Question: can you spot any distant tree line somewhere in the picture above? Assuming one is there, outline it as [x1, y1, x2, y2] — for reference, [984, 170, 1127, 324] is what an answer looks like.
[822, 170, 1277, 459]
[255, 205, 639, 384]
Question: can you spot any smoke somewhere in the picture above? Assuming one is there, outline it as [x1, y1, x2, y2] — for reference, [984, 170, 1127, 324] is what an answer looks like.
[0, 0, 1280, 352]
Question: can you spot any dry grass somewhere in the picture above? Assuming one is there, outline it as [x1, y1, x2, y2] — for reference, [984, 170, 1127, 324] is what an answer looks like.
################
Please reproduce every one of the entries above word for word, keeping their order.

Question: can you spot any distant tree line somewhere in the picture above? Assuming one is there, outline it as [x1, y1, x2, y2] — for reference, [984, 170, 1127, 324] is what an answer looks like.
[822, 170, 1277, 459]
[255, 205, 639, 384]
Question: can you spot any smoke somewhere in the picture above? Assuming one is there, outline it as [x1, y1, x2, y2] — for reference, [984, 170, 1127, 324] is what an answer looks like.
[0, 0, 1280, 352]
Question: can you spot any dry grass somewhere in the picture above? Assuming one is there, outline it as [x1, y1, x2, y2] — for reference, [984, 170, 1127, 324] is what an answer looks like.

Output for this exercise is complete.